Send each entry back exactly as given, pictures excluded.

(Point annotations for photos)
══════
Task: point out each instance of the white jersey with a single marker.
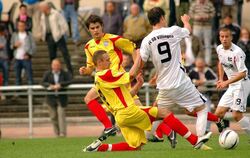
(233, 61)
(163, 46)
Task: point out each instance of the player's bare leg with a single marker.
(97, 110)
(220, 122)
(176, 125)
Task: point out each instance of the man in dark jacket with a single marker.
(55, 81)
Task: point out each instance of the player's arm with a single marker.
(89, 68)
(86, 70)
(135, 89)
(221, 75)
(136, 66)
(220, 72)
(185, 19)
(126, 46)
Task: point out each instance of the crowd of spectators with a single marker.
(42, 21)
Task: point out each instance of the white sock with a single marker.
(155, 124)
(201, 122)
(245, 124)
(109, 147)
(228, 116)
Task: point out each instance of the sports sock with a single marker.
(98, 111)
(123, 146)
(176, 125)
(210, 117)
(245, 124)
(163, 129)
(201, 122)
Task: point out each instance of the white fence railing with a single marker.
(33, 90)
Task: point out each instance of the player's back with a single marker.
(232, 60)
(163, 46)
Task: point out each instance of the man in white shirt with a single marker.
(163, 46)
(24, 47)
(232, 62)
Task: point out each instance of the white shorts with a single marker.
(235, 97)
(186, 96)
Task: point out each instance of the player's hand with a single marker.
(82, 70)
(17, 44)
(185, 18)
(221, 85)
(139, 78)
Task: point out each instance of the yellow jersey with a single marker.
(112, 88)
(114, 45)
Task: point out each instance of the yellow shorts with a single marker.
(133, 122)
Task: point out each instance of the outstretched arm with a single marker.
(185, 19)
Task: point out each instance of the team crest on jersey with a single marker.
(105, 43)
(230, 59)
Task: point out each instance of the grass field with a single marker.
(71, 148)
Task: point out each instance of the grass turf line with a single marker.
(71, 148)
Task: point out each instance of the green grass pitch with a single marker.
(71, 148)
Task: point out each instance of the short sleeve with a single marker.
(240, 61)
(89, 59)
(124, 44)
(113, 78)
(180, 33)
(145, 50)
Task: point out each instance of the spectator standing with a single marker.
(112, 19)
(239, 10)
(233, 27)
(135, 26)
(24, 47)
(4, 63)
(55, 81)
(35, 14)
(203, 77)
(202, 13)
(54, 27)
(70, 13)
(244, 44)
(163, 4)
(23, 16)
(1, 7)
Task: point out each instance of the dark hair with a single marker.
(21, 21)
(2, 28)
(98, 55)
(94, 19)
(225, 29)
(155, 14)
(228, 16)
(23, 5)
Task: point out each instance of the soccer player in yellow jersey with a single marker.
(114, 45)
(133, 121)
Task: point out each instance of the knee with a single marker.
(237, 116)
(220, 114)
(87, 99)
(163, 112)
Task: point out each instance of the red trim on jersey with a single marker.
(87, 46)
(235, 60)
(152, 119)
(108, 77)
(97, 41)
(117, 50)
(118, 92)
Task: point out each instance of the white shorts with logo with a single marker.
(186, 96)
(235, 97)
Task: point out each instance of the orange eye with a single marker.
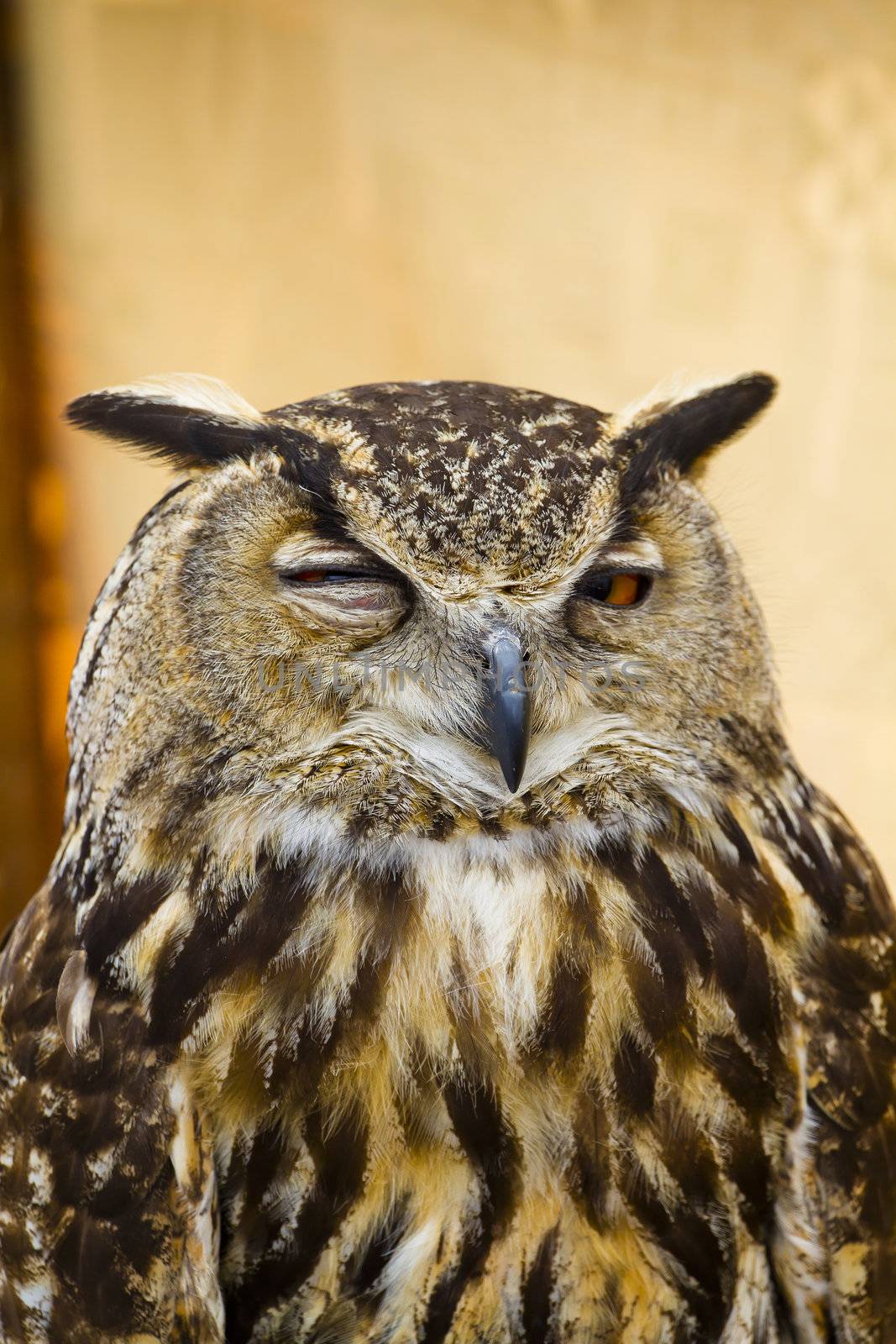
(616, 589)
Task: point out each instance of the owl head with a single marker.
(421, 608)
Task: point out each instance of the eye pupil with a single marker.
(617, 589)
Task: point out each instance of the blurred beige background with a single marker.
(575, 195)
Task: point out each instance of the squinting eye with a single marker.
(616, 589)
(332, 577)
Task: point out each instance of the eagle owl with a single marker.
(443, 944)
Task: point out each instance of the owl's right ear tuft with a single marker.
(186, 420)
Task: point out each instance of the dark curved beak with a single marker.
(508, 707)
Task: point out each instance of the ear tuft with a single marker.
(680, 432)
(181, 418)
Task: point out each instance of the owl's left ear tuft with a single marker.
(187, 420)
(679, 432)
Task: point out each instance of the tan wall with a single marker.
(574, 195)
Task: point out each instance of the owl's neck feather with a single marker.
(259, 938)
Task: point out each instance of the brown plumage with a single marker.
(322, 1032)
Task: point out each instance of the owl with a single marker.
(443, 944)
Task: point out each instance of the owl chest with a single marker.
(493, 1081)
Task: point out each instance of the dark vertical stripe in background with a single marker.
(29, 797)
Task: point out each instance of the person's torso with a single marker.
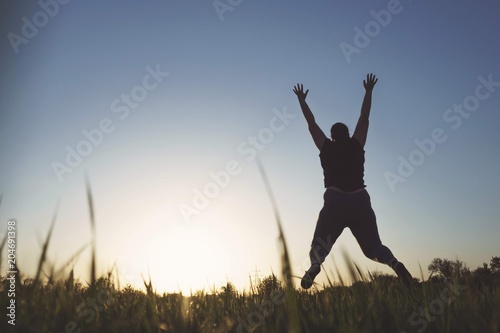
(343, 164)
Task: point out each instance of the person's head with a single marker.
(339, 132)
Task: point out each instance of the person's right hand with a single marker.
(370, 81)
(299, 91)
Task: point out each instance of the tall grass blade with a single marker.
(43, 256)
(92, 228)
(2, 245)
(293, 320)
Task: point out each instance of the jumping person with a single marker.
(346, 202)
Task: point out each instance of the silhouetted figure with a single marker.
(346, 202)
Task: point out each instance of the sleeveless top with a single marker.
(343, 164)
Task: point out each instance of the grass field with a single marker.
(59, 303)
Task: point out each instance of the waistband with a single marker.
(335, 188)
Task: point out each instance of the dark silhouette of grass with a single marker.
(93, 231)
(286, 267)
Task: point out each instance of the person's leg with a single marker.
(328, 228)
(365, 230)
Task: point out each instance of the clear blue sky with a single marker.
(229, 75)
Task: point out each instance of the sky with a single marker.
(167, 105)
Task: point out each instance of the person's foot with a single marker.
(403, 273)
(308, 278)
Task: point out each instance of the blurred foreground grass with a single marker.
(58, 303)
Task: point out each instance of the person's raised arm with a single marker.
(317, 134)
(361, 130)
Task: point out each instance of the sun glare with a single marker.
(180, 258)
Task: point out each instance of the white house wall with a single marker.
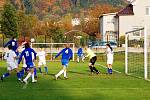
(108, 23)
(139, 19)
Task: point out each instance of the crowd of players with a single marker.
(13, 58)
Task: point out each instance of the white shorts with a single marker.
(25, 65)
(11, 66)
(42, 62)
(110, 59)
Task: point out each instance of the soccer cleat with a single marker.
(25, 81)
(97, 72)
(34, 81)
(20, 80)
(66, 77)
(2, 78)
(56, 77)
(91, 73)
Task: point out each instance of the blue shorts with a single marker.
(65, 62)
(30, 65)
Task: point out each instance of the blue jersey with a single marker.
(27, 53)
(80, 52)
(66, 54)
(13, 43)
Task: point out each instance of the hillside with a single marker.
(58, 8)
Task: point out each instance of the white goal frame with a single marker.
(73, 47)
(145, 52)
══════
__Exercise response__:
Task: point out each instance of the white jersey with a single marker.
(233, 61)
(163, 46)
Task: point out each instance of the player's bare leg with a single marker.
(97, 110)
(220, 122)
(176, 125)
Task: point out each instance of the man in dark jacket with a single marker.
(55, 81)
Task: point out each instance of the player's arm with a single marker.
(89, 68)
(86, 70)
(135, 89)
(221, 75)
(136, 66)
(220, 72)
(185, 19)
(126, 46)
Task: point out each instance of the crowd of spectators with a single marker.
(42, 21)
Task: point out each instance of the white sock with a single marker.
(155, 124)
(201, 122)
(245, 124)
(109, 147)
(228, 116)
Task: point out each instance of the sports sock with a single marker.
(98, 111)
(123, 146)
(176, 125)
(210, 117)
(245, 124)
(163, 129)
(201, 122)
Task: point out each instance of the white fence railing with a single marker.
(33, 90)
Task: point out each instance of the player's back with a single marker.
(232, 60)
(163, 46)
Task: point out each instance of the man in white shirt with a single marker.
(163, 46)
(24, 47)
(232, 62)
Task: point out each instance of the white shorts with a single marker.
(235, 97)
(186, 96)
Task: point out each instance of the player's hand with a single marker.
(82, 70)
(17, 44)
(185, 18)
(221, 85)
(139, 78)
Task: point out each instance of the yellow jersey with a single marker.
(112, 88)
(114, 45)
Task: point out each instance of the yellow shorts with a single marker.
(133, 122)
Task: point out each instance of the outstretched arm with a single marker.
(185, 19)
Task: point out each instance of the team crest on jersey with a single marker.
(105, 43)
(230, 59)
Task: point out each instance of the grass field with a single marker.
(71, 148)
Task: point out each instance of the grass turf line with a single marker.
(71, 148)
Task: point out each instance of the green grass pitch with a single marker.
(71, 148)
Task: point out each instance of the short sleeve with a single marker.
(240, 61)
(89, 59)
(124, 44)
(113, 78)
(180, 33)
(145, 50)
Task: point out each instance of the spectator standing with a single marker.
(112, 19)
(239, 10)
(233, 27)
(135, 26)
(24, 47)
(4, 63)
(55, 81)
(35, 14)
(203, 77)
(202, 13)
(54, 27)
(70, 13)
(244, 44)
(163, 4)
(23, 16)
(1, 7)
Task: point out each instance of the dark hair with a single marker.
(21, 21)
(2, 28)
(98, 55)
(94, 19)
(225, 29)
(155, 14)
(228, 16)
(23, 5)
Task: point out each instance of the soccer player in yellow jersey with a single marker.
(114, 45)
(133, 121)
Task: point out each instance of the knee with a single marker.
(237, 116)
(220, 114)
(87, 99)
(163, 112)
Task: point out each instance of the red trim on jersey with a single marker.
(87, 46)
(235, 60)
(152, 119)
(108, 77)
(97, 41)
(117, 50)
(118, 92)
Task: point out each instance of the white shorts with logo with a single marker.
(186, 96)
(235, 97)
Task: point out each instance of the orange eye with a single marker.
(616, 589)
Task: point out each instance of the owl head with a single marker.
(421, 608)
Task: point out each instance of the eye pupil with a single marker.
(617, 589)
Task: point out each instance of the blurred beige background with a single marker.
(575, 195)
Task: point out each instance of the squinting eye with a single marker.
(616, 589)
(332, 577)
Task: point out each instance of the eagle owl with a single marker.
(443, 944)
Task: point out each instance of the owl's right ear tuft with a single marker.
(186, 420)
Task: point out each instance of the dark curved beak with a single marker.
(508, 707)
Task: point out each instance of the ear tuft with a single marker.
(680, 432)
(181, 418)
Task: point out each instance of the owl's left ear tuft with a single marker.
(187, 420)
(679, 432)
Task: point out each instance of the tan wall with a single marker.
(574, 195)
Task: point out each instance of the owl's neck feather with a single marker.
(259, 938)
Task: point out each instance of the brown plumage with a single marker.
(322, 1032)
Task: point out each instance of the owl with a single marker.
(443, 944)
Task: point out each instance of the owl chest with a single marker.
(493, 1081)
Task: point out each instance of the dark vertical stripe in background with a single marker.
(29, 797)
Task: point out each instance of the person's torso with a single marker.
(343, 164)
Task: point out each instance of the person's head with a single marker.
(339, 132)
Task: point out each instance of the person's right hand with a single marker.
(370, 81)
(299, 91)
Task: point out each instance of the tall grass blade with a single marker.
(43, 256)
(92, 228)
(2, 245)
(293, 320)
Task: point out each instance of the jumping person with a single marker.
(346, 202)
Task: point out each instance of the silhouetted figure with a single marker.
(346, 202)
Task: point out each instance of the sleeveless top with a single marker.
(343, 164)
Task: point out each instance of the grass field with a single marker.
(59, 303)
Task: point out each instance of the waistband with a single marker.
(335, 188)
Task: point out each instance of the dark silhouette of grass with a single marker.
(93, 231)
(286, 267)
Task: point out each instance of the person's leg with a single marker.
(328, 228)
(365, 230)
Task: point out each instance of the clear blue sky with a single marker.
(229, 75)
Task: point out each instance of the sky with a single marker.
(167, 105)
Task: point out each instance of the person's foot with a single marker.
(403, 273)
(308, 278)
Task: point out each instance of the blurred foreground grass with a single marker.
(58, 303)
Task: point out each instance of the person's raised arm with a single marker.
(317, 134)
(361, 130)
Task: point out each instance of the sun glare with a single marker.
(180, 258)
Task: point out each instance of the white house wall with a single marker.
(108, 23)
(139, 19)
Task: point out each instance of the crowd of players with a single marker.
(13, 58)
Task: point out each instance of the white shorts with a single marker.
(25, 65)
(11, 66)
(42, 62)
(110, 59)
Task: point out each instance of the soccer cleat with a single marker.
(25, 81)
(97, 72)
(34, 81)
(20, 80)
(66, 77)
(2, 78)
(56, 77)
(91, 73)
Task: point out each instance of the blue shorts with a single marker.
(65, 62)
(30, 65)
Task: point out each instance of the blue jersey with a single marker.
(27, 53)
(80, 52)
(66, 54)
(13, 43)
Task: point out each instance of the hillside with a single marker.
(58, 8)
Task: point out each instance of the white goal frame with a single marker.
(73, 47)
(145, 52)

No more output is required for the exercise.